### PAGE EXTRACT
Count Univalue Subtrees - Practice Coding Problems

Count Univalue Subtrees - Problem

Count Univalue Subtrees is a fascinating tree traversal problem that tests your understanding of recursive depth-first search and tree structure analysis.

Given the root of a binary tree, you need to count how many subtrees are "uni-value" - meaning all nodes in that subtree have the exact same value.

Key Points:

A single node is always a uni-value subtree
An empty tree (null node) is not counted
A subtree is uni-value only if ALL its nodes have the same value
You need to check every possible subtree in the tree

Goal: Return the total count of uni-value subtrees found in the entire binary tree.

### GIVEN ENTRIES

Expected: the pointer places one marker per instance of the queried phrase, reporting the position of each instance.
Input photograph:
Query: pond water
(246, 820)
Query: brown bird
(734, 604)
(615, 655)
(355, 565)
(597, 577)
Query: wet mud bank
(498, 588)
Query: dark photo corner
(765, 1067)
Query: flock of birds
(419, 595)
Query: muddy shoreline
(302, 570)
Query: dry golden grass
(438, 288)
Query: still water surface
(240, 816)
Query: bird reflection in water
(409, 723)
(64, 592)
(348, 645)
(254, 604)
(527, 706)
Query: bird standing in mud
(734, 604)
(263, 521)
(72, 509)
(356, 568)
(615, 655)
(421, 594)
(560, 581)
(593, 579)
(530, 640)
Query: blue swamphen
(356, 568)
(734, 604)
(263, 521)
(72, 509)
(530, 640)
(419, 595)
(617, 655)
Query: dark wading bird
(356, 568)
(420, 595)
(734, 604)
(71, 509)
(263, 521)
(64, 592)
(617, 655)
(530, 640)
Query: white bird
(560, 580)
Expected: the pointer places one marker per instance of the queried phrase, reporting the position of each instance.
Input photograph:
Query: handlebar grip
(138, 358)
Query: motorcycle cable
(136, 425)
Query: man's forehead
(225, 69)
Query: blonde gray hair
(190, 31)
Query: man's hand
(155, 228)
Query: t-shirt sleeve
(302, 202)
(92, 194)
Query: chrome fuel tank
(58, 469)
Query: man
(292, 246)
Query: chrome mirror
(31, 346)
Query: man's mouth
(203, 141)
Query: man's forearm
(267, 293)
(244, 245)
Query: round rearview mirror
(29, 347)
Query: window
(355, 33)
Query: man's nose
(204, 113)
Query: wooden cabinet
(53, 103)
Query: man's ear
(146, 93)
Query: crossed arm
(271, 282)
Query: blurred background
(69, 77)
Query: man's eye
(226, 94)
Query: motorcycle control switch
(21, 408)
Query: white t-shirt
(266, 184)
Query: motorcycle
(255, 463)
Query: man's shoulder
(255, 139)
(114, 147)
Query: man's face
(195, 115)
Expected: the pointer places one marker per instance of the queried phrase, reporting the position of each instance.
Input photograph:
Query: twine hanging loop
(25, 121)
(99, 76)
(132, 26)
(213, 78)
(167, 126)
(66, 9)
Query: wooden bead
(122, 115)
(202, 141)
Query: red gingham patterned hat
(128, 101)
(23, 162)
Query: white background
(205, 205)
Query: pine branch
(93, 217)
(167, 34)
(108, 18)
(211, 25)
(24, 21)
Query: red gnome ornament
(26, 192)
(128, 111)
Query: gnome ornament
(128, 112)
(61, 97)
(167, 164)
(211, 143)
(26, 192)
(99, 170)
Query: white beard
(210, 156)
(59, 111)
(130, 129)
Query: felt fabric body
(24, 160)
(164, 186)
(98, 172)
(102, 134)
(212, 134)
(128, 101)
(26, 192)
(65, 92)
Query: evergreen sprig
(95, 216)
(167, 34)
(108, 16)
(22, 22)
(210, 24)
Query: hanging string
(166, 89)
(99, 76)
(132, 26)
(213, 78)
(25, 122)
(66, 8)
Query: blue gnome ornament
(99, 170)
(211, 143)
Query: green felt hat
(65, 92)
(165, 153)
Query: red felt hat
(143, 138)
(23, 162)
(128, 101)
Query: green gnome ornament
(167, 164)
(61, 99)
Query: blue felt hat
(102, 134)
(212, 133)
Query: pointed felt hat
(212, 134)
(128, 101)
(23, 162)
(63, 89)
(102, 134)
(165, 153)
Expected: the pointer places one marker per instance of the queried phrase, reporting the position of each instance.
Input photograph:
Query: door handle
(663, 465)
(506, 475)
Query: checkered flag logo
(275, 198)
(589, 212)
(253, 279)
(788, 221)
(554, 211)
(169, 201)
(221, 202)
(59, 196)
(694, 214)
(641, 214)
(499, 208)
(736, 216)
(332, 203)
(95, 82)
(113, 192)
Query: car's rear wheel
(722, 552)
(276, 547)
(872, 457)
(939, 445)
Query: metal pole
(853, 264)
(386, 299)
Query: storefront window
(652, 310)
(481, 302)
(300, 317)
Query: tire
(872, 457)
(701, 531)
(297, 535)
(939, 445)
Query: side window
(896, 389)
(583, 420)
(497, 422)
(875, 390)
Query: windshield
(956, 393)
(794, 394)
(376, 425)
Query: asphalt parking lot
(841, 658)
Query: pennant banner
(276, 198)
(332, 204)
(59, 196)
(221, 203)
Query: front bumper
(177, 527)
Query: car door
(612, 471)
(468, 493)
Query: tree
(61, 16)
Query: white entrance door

### TASK INSTRUCTIONS
1. Print the Count Univalue Subtrees problem description from "Count Univalue Subtrees - Problem" to "entire binary tree.".
2. Write what follows the final sentence of the Count Univalue Subtrees problem description.

### THE REPLIES
1.
Count Univalue Subtrees - Problem

Count Univalue Subtrees is a fascinating tree traversal problem that tests your understanding of recursive depth-first search and tree structure analysis.

Given the root of a binary tree, you need to count how many subtrees are "uni-value" - meaning all nodes in that subtree have the exact same value.

Key Points:

A single node is always a uni-value subtree
An empty tree (null node) is not counted
A subtree is uni-value only if ALL its nodes have the same value
You need to check every possible subtree in the tree

Goal: Return the total count of uni-value subtrees found in the entire binary tree.

2.
Input & Output

example_1.py — Basic Tree

$ Input: root = [5,1,5,5,5,null,5]

› Output: 4

💡 Note: The tree has 4 uni-value subtrees: three leaf nodes with value 5, and one subtree with root at the right child of root (containing two nodes with value 5).

example_2.py — Single Node

$ Input: root = [1]

› Output: 1

💡 Note: A single node is always a uni-value subtree by definition, so the answer is 1.

example_3.py — All Same Values

$ Input: root = [5,5,5,5,5,5,5]

› Output: 7

💡 Note: When all nodes have the same value, every possible subtree is uni-value. With 7 nodes, there are 7 different subtrees (each node can be a root of a subtree).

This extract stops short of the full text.